# TEXTAUSZUG:
• • • • • • •
Michel Onfray: "Im Namen der Freiheit"

Leben und Philosophie des Albert Camus


Eine beeindruckende Monografie zu Albert Camus

Michel Onfray ist ein streitbarer Geist und als solcher in Frankreich keineswegs unumstritten. Doch darin ist er Albert Camus nicht unähnlich. Bereits 2012, also ein Jahr vor dem hundertsten Geburtstag Camus', erschien Onfrays Monografie auf dem französischen Markt. Wenn man neben dem Geburtsjahr und dem Todesjahr ein weiteres Ereignis suchte, auf das sich ein runder Jahrestag zum Gedenken Camus' beziehen könnte, so wäre 2012 als 50. Jahrestag des Endes des französischen, etwas euphemistisch formuliert, "Algerienabenteuers" sicherlich erste Wahl. Da hätten wir wieder den Camus: Quer zu allen gesellschaftlichen Strömungen. In diesem Sinne wird man sich keinen engagierteren Mahner und Streiter Camusschen Wirkens und Denkens vorstellen als Michel Onfray.

Der 1913 in der algerischen Campagne geboren Camus wuchs unter ärmlichen und familiär trostlosen Verhältnissen in Algier auf. Durch den Einsatz eines Lehrers, der das Potenzial dieses Jungen entdeckte, entkam er über den schulischen und universitären Weg dem Elend und schwebte sogar eine Zeitlang mittels der Aufwinde der Jugend und der Unbeschwertheit in den moderaten Höhen der lokalen Schickeria umher. Doch Camus beendete den Höhenflug recht schnell und blieb Zeit seines Lebens auf dem Boden und beschwor sogar das Ideal der Einfachheit. Diese Einstellung bildete die erste Säule, auf der Camus' Leben und Werk weiterhin ruhen sollten. Hierbei verklärte er Algerien auch weitgehend, die Sonne, das Meer, die Einfachheit des Lebens, das Multiethnische. Algerien wird gar zu einer Metapher, zum Gegensatz des urbanen, intellektuellen und in jeglichem Sinne kalten Paris.
• • • • • • •
# AUFGABE 1:
Schreib aus dem Textauszug über Albert Camus den Abschnitt wortgetreu ab, beginnend mit "Michel Onfray ist" und weiter bis "als Michel Onfray.".
# AUFGABE 2:
Was steht dazu im Textauszug über Albert Camus?
(a) In welchem Jahr erschien Onfrays Monografie auf dem französischen Markt?
(b) In welcher Stadt wuchs Camus auf?
(c) Durch wessen Einsatz entkam Camus über Schule und Universität dem Elend?
• • • • • • •
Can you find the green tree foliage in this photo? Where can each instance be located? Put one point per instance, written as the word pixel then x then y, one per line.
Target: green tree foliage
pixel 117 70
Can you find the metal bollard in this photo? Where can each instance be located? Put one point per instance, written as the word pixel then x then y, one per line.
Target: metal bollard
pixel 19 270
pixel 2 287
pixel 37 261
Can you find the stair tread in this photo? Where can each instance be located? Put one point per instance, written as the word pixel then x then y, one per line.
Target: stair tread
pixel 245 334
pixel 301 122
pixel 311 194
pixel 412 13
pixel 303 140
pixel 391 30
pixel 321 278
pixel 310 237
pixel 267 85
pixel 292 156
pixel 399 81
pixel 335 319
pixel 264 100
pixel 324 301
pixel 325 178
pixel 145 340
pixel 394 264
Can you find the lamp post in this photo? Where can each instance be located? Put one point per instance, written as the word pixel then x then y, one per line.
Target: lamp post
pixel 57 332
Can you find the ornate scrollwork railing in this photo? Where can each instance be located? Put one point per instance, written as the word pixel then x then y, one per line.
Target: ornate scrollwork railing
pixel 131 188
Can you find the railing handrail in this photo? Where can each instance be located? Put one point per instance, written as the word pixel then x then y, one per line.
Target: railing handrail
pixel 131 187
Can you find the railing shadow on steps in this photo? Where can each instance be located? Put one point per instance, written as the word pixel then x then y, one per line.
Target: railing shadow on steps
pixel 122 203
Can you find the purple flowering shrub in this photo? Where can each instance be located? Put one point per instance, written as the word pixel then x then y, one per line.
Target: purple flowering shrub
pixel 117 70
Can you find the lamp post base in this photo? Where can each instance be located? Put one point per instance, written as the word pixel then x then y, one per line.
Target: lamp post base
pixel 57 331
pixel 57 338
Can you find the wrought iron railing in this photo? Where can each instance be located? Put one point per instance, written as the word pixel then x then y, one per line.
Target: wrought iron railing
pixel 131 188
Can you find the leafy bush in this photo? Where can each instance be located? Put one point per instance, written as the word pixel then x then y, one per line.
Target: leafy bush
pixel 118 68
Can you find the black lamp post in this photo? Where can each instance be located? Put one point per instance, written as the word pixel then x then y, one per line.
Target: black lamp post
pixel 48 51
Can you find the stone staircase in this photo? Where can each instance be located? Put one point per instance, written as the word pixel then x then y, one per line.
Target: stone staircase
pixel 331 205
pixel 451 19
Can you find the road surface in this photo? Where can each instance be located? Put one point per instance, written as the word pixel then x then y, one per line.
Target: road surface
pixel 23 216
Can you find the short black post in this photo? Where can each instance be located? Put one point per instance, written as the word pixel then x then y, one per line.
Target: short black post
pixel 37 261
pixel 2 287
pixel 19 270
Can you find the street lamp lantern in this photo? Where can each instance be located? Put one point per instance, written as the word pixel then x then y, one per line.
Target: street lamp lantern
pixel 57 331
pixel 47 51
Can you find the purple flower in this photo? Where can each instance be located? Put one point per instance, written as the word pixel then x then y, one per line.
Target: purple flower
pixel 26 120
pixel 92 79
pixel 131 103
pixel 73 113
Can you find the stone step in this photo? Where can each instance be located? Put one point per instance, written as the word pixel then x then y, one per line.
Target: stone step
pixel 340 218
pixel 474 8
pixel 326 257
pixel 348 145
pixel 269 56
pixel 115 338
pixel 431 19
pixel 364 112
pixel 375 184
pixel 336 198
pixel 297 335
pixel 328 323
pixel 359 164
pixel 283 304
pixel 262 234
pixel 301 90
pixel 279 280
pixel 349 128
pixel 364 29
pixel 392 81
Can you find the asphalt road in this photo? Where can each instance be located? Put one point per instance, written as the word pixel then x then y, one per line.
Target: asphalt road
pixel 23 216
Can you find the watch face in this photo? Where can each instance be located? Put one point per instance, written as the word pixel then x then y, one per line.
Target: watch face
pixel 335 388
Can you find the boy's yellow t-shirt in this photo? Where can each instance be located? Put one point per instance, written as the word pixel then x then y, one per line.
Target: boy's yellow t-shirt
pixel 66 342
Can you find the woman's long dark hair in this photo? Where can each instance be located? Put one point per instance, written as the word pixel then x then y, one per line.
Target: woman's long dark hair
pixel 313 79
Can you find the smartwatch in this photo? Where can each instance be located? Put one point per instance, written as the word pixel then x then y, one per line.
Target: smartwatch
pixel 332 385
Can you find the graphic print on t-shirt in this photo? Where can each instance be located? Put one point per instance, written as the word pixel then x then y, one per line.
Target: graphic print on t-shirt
• • • • • • •
# VOLLSTÄNDIGE ANTWORT 1:
Michel Onfray ist ein streitbarer Geist und als solcher in Frankreich keineswegs unumstritten. Doch darin ist er Albert Camus nicht unähnlich. Bereits 2012, also ein Jahr vor dem hundertsten Geburtstag Camus', erschien Onfrays Monografie auf dem französischen Markt. Wenn man neben dem Geburtsjahr und dem Todesjahr ein weiteres Ereignis suchte, auf das sich ein runder Jahrestag zum Gedenken Camus' beziehen könnte, so wäre 2012 als 50. Jahrestag des Endes des französischen, etwas euphemistisch formuliert, "Algerienabenteuers" sicherlich erste Wahl. Da hätten wir wieder den Camus: Quer zu allen gesellschaftlichen Strömungen. In diesem Sinne wird man sich keinen engagierteren Mahner und Streiter Camusschen Wirkens und Denkens vorstellen als Michel Onfray.

# VOLLSTÄNDIGE ANTWORT 2:
(a) 2012
(b) In Algier
(c) Durch den Einsatz eines Lehrers, der sein Potenzial entdeckte